The answer must be a single number: the count of lines in the data below that hold the word "door".

####################

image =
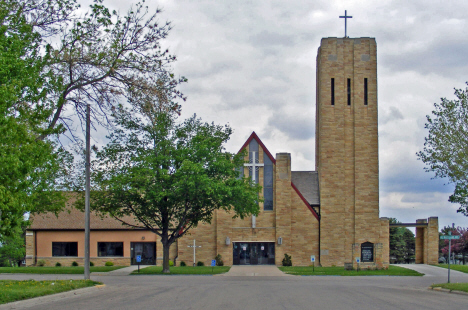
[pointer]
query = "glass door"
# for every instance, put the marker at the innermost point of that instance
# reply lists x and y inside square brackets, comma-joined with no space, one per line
[147,250]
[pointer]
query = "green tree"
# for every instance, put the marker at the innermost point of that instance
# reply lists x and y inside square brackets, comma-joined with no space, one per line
[168,176]
[402,243]
[446,146]
[30,169]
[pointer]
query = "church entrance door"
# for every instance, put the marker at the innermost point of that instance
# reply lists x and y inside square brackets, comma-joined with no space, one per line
[253,253]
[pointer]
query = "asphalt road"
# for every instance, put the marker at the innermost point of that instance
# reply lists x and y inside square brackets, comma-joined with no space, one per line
[253,292]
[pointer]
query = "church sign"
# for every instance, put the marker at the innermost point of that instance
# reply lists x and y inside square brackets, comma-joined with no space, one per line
[367,252]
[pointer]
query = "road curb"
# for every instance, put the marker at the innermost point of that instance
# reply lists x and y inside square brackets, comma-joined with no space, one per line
[445,290]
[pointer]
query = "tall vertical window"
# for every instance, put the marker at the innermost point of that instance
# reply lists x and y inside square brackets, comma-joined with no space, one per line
[267,183]
[349,91]
[333,91]
[365,91]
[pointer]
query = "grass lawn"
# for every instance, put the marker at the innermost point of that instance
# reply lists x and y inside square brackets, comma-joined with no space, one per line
[462,268]
[339,271]
[57,270]
[11,290]
[453,286]
[184,270]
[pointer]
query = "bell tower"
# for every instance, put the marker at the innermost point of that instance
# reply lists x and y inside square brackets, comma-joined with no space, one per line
[346,151]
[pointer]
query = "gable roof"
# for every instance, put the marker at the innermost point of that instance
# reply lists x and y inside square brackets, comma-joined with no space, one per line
[265,150]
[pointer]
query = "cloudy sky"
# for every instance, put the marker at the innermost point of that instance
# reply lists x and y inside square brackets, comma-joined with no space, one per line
[252,64]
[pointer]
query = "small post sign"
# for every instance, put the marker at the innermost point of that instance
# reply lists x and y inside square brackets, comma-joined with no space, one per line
[449,237]
[138,259]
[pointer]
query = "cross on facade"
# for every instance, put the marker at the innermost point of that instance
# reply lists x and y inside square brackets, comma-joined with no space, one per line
[346,18]
[194,246]
[254,166]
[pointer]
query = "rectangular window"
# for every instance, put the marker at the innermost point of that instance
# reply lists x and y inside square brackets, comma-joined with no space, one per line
[349,91]
[110,248]
[64,248]
[333,91]
[365,91]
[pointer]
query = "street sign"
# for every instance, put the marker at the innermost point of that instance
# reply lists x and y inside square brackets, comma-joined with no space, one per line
[450,237]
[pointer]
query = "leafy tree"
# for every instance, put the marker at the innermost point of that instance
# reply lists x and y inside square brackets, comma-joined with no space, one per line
[446,146]
[30,169]
[402,243]
[169,177]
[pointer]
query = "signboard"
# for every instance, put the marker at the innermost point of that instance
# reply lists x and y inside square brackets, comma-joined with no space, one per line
[367,252]
[450,237]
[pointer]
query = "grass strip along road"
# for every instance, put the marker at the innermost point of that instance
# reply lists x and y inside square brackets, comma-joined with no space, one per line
[56,270]
[11,290]
[340,271]
[200,270]
[462,268]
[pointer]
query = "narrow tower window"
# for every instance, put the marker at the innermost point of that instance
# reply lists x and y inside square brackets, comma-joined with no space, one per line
[349,91]
[333,90]
[365,91]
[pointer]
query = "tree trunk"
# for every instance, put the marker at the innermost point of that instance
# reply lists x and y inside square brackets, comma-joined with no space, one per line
[166,247]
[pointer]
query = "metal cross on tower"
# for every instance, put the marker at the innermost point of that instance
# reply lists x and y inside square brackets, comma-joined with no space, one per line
[346,26]
[254,166]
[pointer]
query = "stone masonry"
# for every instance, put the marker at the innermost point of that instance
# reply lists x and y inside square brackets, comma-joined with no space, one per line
[347,150]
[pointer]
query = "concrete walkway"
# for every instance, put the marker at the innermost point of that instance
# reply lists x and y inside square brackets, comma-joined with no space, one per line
[437,272]
[255,271]
[119,272]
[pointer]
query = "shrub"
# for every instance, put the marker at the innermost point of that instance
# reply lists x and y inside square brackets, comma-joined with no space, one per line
[219,260]
[287,260]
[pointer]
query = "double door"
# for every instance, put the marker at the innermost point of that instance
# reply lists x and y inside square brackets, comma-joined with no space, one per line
[253,253]
[147,250]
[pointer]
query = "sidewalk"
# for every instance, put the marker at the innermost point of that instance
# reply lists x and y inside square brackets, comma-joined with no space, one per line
[255,271]
[119,272]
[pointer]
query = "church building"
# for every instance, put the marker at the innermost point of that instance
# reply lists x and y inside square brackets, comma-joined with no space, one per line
[329,216]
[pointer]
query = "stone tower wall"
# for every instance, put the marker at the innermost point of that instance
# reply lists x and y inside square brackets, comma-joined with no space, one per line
[347,148]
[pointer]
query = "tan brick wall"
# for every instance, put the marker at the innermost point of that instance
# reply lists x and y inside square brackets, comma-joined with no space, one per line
[347,149]
[432,241]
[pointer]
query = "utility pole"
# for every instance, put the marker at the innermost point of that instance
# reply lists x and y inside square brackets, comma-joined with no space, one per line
[87,165]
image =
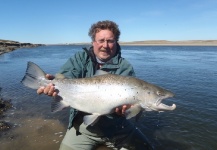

####################

> [Written response]: 3